Try it: From the first line to the last, write out the records exactly, leaving out images.

Point localization data:
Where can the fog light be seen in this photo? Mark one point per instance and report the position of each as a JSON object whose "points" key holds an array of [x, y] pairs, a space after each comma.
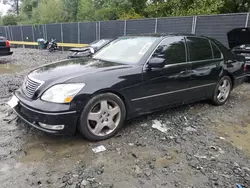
{"points": [[52, 127]]}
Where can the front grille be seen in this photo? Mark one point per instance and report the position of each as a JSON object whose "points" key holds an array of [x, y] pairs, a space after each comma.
{"points": [[30, 86]]}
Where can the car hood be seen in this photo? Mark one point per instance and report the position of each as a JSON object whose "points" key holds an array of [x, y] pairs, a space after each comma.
{"points": [[238, 37], [68, 69]]}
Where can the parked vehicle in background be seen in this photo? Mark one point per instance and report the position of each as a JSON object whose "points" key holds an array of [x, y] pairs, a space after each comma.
{"points": [[4, 47], [239, 43], [130, 76], [90, 49]]}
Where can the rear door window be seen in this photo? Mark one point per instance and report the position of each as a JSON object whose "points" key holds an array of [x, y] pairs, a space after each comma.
{"points": [[172, 49], [199, 49], [216, 51]]}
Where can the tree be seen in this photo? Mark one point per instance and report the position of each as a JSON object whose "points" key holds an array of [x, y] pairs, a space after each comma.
{"points": [[70, 9], [27, 7], [234, 6], [9, 19], [183, 7], [14, 6], [48, 11]]}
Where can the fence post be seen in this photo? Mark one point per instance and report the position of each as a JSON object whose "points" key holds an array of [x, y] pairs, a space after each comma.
{"points": [[46, 33], [33, 35], [21, 28], [247, 20], [194, 25], [79, 33], [11, 34], [125, 27], [99, 30], [62, 35], [156, 25], [6, 34]]}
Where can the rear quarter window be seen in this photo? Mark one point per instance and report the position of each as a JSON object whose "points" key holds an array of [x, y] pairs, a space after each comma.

Reply:
Where can the fog light be seen in this photo? Mark one point per instance and report the position of each as a JSON object whose "points" key holds an array of [x, y] pairs, a space after each comma.
{"points": [[52, 127]]}
Where can the front grille be seen in this photo? Mark one point per instance and report the position of each as a JSON object whose "points" key holds an array of [x, y] pairs, a space after each comma.
{"points": [[30, 86]]}
Where can the car hood be seen in this photo? Mark one point per instance and report the position of each as a JSON object whose "points" key holds an array of [x, y] pairs, a space after each comma.
{"points": [[238, 37], [68, 69]]}
Where can the parked vehicle in background be seen in this photo? Mark one point per instance and report the position of each as a JSON object whose "points" key holds an array of [x, y] pairs, a space after each comma.
{"points": [[4, 47], [239, 43], [130, 76], [90, 49]]}
Where can the rear door window be seen in this photo? Mark one point per instance and report the position of each as a JSON object whose "points" key holds an array of [x, y] pairs, a space after each comma.
{"points": [[172, 49], [199, 49], [216, 51]]}
Where can the tree be seen in this photo? Mark one point per instance and report the position of each as a JSON object whose "points" key holds an array of [x, y] pairs, a space after each comma.
{"points": [[70, 9], [27, 7], [234, 6], [9, 19], [183, 7], [14, 6], [48, 11]]}
Where can the fence post be seen in this photo? Mark one point per instance and report the position of each as a JSON object whose "points" key holds an array of [x, y] pairs, a space after each comma.
{"points": [[46, 33], [33, 35], [21, 28], [247, 20], [194, 25], [79, 33], [11, 34], [125, 27], [99, 30], [62, 35], [156, 25], [6, 34]]}
Where can the rear quarter window be seen in this photo? Mark one point per instance and report the position of each as a JSON object whose "points" key holds an array of [x, y] pairs, a space after each comma.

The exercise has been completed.